━━━ PROVIDED MATERIAL ━━━

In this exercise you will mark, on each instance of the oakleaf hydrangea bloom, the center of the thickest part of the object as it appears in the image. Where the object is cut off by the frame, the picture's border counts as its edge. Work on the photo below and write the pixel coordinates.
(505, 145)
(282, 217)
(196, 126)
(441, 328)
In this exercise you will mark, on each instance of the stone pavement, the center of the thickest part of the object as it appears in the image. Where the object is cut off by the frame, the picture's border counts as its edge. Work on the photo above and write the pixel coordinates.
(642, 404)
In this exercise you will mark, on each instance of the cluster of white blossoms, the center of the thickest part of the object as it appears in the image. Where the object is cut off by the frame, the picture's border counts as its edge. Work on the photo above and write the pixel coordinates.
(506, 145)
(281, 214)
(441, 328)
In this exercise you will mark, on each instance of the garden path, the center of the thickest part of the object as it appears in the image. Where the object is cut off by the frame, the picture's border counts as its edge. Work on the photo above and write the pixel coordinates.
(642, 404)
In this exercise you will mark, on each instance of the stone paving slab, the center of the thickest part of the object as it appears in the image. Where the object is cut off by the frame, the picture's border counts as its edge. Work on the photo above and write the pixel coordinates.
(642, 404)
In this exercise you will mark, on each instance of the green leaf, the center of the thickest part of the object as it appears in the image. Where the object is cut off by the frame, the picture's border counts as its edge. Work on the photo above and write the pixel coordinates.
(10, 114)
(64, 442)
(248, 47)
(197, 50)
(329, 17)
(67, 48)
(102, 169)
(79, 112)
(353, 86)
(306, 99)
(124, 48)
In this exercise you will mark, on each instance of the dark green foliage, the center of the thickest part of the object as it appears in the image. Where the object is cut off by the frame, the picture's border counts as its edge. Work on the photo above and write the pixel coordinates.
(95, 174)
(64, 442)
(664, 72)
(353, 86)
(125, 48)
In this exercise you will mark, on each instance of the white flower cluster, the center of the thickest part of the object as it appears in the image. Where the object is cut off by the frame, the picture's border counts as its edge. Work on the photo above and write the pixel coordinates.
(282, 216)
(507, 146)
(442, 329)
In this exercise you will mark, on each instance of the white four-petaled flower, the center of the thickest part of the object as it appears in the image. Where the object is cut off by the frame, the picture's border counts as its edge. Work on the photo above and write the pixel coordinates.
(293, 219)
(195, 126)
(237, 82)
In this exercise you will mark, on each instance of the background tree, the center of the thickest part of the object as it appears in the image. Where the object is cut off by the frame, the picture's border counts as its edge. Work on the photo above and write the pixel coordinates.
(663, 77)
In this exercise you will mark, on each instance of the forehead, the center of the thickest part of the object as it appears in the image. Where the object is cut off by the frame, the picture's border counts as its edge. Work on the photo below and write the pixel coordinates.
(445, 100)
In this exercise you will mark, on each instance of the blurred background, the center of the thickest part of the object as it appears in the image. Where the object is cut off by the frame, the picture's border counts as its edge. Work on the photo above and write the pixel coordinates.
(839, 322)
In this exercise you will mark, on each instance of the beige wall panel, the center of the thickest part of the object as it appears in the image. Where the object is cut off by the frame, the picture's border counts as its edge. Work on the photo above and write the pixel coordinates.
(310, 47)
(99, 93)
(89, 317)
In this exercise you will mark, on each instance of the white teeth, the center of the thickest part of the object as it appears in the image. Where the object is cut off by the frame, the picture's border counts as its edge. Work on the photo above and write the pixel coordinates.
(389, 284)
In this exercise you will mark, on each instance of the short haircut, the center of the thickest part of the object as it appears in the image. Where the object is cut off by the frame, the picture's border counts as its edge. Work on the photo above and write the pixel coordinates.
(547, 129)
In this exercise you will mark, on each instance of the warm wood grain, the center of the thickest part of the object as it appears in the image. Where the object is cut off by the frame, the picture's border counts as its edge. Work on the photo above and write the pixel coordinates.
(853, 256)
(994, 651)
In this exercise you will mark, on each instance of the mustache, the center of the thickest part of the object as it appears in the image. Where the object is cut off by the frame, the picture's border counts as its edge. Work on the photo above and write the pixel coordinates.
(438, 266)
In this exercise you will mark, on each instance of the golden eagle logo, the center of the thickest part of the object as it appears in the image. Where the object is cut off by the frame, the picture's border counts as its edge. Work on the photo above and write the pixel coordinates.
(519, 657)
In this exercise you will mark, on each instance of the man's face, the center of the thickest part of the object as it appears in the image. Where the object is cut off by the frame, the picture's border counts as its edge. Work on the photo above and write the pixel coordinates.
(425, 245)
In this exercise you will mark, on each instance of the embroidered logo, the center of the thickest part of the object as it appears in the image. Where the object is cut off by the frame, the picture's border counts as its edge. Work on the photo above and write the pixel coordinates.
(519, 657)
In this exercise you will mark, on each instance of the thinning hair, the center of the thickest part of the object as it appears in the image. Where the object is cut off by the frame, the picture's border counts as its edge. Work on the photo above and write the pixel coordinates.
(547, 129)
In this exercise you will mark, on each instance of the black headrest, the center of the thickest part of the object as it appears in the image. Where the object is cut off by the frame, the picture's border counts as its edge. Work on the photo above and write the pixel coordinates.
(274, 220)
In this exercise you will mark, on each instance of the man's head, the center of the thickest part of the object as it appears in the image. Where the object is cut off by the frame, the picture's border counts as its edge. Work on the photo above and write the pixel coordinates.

━━━

Copy out the whole listing exactly as written.

COMPLETE ANSWER:
In this exercise you will mark, on each instance of the oakleaf hydrangea bloom, the center of the thickest part of the object as it appears in the image. Where the object is cut off by the frame, the picture's border counts as its edge. Work on the photo below and write the pixel coordinates.
(505, 145)
(282, 217)
(196, 126)
(441, 328)
In this exercise you will mark, on each instance of the stone pavement, the center of the thickest part of the object as it appears in the image. Where the object is cut off by the frame, the picture's border counts as its edge. Work on the photo above and write the pixel coordinates.
(642, 404)
In this exercise you will mark, on each instance of the cluster of white blossoms, the center of the thickest part of the object as it appears in the image. Where the object is cut off by the frame, the picture's border counts as its edge. Work on the photo above and write the pixel coordinates.
(506, 145)
(281, 214)
(441, 328)
In this exercise you will mark, on each instance of the garden path, the center of the thickest part of the object as it appears in the image. Where the object is cut off by the frame, the picture's border counts as its edge. Work on the photo above and write the pixel coordinates.
(642, 404)
In this exercise you will mark, on each instance of the stone paving slab, the center of the thickest part of the object as it appears in the image. Where the object is cut off by the frame, the picture's border counts as its edge. Work on the photo above and write the pixel coordinates.
(642, 404)
In this exercise you will mark, on each instance of the green leaf, the center of the thickest part of the object as it appears in the image. Where the object is cut off by the frame, the picture's border counts as its edge. Work on the photo above and write the pixel coordinates.
(10, 114)
(64, 442)
(248, 47)
(197, 50)
(329, 17)
(67, 48)
(102, 169)
(79, 112)
(353, 86)
(306, 99)
(124, 48)
In this exercise you will mark, on each instance of the dark green foliage, the center of the thickest part of the object as it appears in the image. Where the object is cut off by the frame, the picture's border counts as its edge. Work on the photo above and write the pixel coordinates.
(95, 174)
(64, 442)
(664, 72)
(353, 86)
(125, 48)
In this exercise you will mark, on each instance of the white flower cluster, the center of the thickest part of the object as it appears in the image. Where the object is cut off by the frame, the picture's border counts as its edge. Work on the photo above and write the pixel coordinates.
(282, 216)
(507, 146)
(442, 329)
In this exercise you will mark, on each instance of the white four-petaled flower, the center of the thickest part of the object as it appears in the image. Where the object is cut off by the frame, the picture's border counts as its edge. Work on the photo above and write the pixel coordinates.
(293, 219)
(195, 126)
(237, 82)
In this exercise you will mark, on each instance of the background tree, the center of the thickest part of the object as it appears in the image. Where the object is cut off by the frame, the picture's border counts as its edge. Work on the photo above and write the pixel coordinates.
(663, 77)
In this exercise you will mark, on each instance of the forehead, the center of the thickest part of the object as it appears in the image. Where the object is cut off by the frame, the picture's border counts as its edge. Work on the photo below and write the pixel coordinates.
(445, 100)
In this exercise you will mark, on each instance of the blurred background, the center of the thickest part of the object as it appears in the image. Where the object is cut off by the frame, the picture's border counts as its edge. Work on the photo above and write the pixel coordinates.
(839, 322)
In this exercise you will mark, on each instance of the beige wall panel, the center of the thickest part of the object as it appears in the image. Where the object is cut off by the frame, the picture's border counts as its edge. Work on the photo above and write the pixel coordinates.
(310, 47)
(99, 93)
(89, 317)
In this exercise you will mark, on each instance of the white teeth, the center of the thickest part of the object as it appears in the image. Where the object is cut off by the frame, the picture's border counts as its edge. Work on the photo above and write the pixel coordinates.
(389, 284)
In this exercise you will mark, on each instance of the short haircut, the center of the thickest part of the object as it appears in the image. Where the object is cut off by the frame, the picture's border counts as its edge. Work on the photo above and write the pixel coordinates.
(547, 129)
In this exercise you will mark, on each instance of the warm wood grain, the center of the thickest part of the object as it appears in the image. Where the object is cut off by the frame, the picture's border counts as its edge. Work on the photo above and write the pixel coordinates.
(853, 256)
(994, 651)
In this exercise you will mark, on each instance of the mustache, the center of the thickest part of the object as it appears in the image. Where the object is cut off by the frame, the picture's border counts as its edge. Work on the photo above and write the pixel coordinates.
(438, 266)
In this exercise you will mark, on each instance of the golden eagle logo, the center of the thickest part of the object as it appears in the image. Where the object is cut off by the frame, the picture's border counts as its edge. Work on the photo above and write the pixel coordinates.
(519, 657)
In this exercise you will mark, on each instance of the man's face, the center of the thickest part of the object as it appears in the image. Where the object is cut off by the frame, the picture's border counts as its edge. Work on the photo above and write the pixel coordinates.
(425, 245)
In this exercise you will mark, on each instance of the embroidered logo, the center of the thickest part of the object as it appears in the image. Where the object is cut off by the frame, the picture's border counts as its edge. Work on the photo above and write the pixel coordinates.
(519, 657)
In this exercise you will mark, on each instance of the thinning hair, the center of the thickest part of the object as it appears in the image. Where the object is cut off by the frame, the picture's border counts as its edge. Work on the photo above and write the pixel coordinates.
(547, 129)
In this exercise you will mark, on each instance of the black headrest, the center of the thickest part of the object as it appears in the image. Where the object is cut off by the frame, the picture's border counts as its edge. Work on the photo above and write the pixel coordinates.
(274, 220)
In this exercise you will mark, on each instance of the man's head, the center of the thickest part of the object as it appears in the image. Where the object is cut off by the frame, the picture's border counts as its edge. Work on the photo above and write the pixel coordinates.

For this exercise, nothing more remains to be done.